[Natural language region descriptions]

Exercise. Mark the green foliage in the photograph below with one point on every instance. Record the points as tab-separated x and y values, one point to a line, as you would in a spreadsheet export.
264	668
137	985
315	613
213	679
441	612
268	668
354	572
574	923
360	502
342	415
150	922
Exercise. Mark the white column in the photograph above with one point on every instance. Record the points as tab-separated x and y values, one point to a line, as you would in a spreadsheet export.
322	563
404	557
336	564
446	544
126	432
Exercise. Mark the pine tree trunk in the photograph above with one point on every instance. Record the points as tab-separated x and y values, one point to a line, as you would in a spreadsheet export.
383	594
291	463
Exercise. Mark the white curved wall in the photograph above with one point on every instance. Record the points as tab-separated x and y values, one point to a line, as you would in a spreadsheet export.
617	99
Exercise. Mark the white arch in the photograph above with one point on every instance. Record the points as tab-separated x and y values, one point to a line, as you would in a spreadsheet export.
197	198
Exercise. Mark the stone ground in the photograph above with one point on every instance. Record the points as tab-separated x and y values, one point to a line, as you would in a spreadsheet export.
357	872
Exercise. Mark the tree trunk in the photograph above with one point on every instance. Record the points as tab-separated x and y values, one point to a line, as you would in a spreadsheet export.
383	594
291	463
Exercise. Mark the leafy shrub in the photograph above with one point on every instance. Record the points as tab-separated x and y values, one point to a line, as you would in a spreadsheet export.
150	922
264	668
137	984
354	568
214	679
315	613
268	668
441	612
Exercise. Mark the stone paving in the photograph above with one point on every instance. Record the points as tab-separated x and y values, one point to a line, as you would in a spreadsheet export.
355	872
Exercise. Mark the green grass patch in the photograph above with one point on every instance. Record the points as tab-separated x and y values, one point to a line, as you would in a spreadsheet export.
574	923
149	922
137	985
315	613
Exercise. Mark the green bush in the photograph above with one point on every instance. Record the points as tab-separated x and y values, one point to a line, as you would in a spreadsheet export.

*EXERCISE REQUIREMENTS*.
Output all of the data exactly.

*RESPONSE TO THE EXERCISE*.
Exercise. Mark the green foliage in the photograph below with one point on every instance. Record the points as tab-separated x and y values, one point to a line, as you would in a spreadsheet export.
264	668
137	985
315	613
213	679
441	612
268	668
354	572
574	923
360	502
342	415
150	922
Exercise. Mark the white column in the photograph above with one point on every instance. Record the points as tab-separated x and y values, one point to a line, as you would in a spreadsheet export.
322	563
404	557
336	564
446	544
126	432
Exercise. Mark the pine tree trunk in the photograph above with one point on every instance. Record the points as tab-separated x and y values, one point to a line, as you would in a spreadsheet export.
383	594
291	463
Exercise. Mark the white curved wall in the photograph above with one point on every instance. Record the points as tab-separated x and y values, one point to a line, as you would in a spreadsheet export.
617	99
Exercise. Mark the white arch in the photograph above with one point on every instance. Record the points as tab-separated x and y values, one point to a line, as you would in a spreadsheet export.
197	198
Exercise. Mark the stone ground in the photograph above with one point on every instance. Record the points as tab-separated x and y values, one point to a line, as you would in a spreadsheet export.
357	872
Exercise. Mark the tree trunk in the photograph above with one point on every instance. Record the points as tab-separated x and y values, one point to a line, as you would in a spreadsheet export.
383	594
291	463
Exercise. Mark the leafy shrub in the photograph above with one point on every instance. Record the points as tab-separated x and y values, one point to a line, as you would in a spreadsheet export.
150	922
264	668
137	984
354	568
214	679
315	613
268	668
441	612
Exercise. Mark the stone paving in the photograph above with one point on every instance. Record the points as tab-separated x and y values, one point to a line, as you would in a spreadsheet export.
355	872
Exercise. Mark the green grass patch in the photograph above with one point on every instance. Record the points as tab-separated x and y values, one point to a line, as you would in a spreadsheet export.
574	923
149	922
137	985
315	613
Exercise. Mark the green bush in the photograph above with one point on every instance. Record the points as tab-separated x and y values, one point to a line, as you would in a spreadsheet export.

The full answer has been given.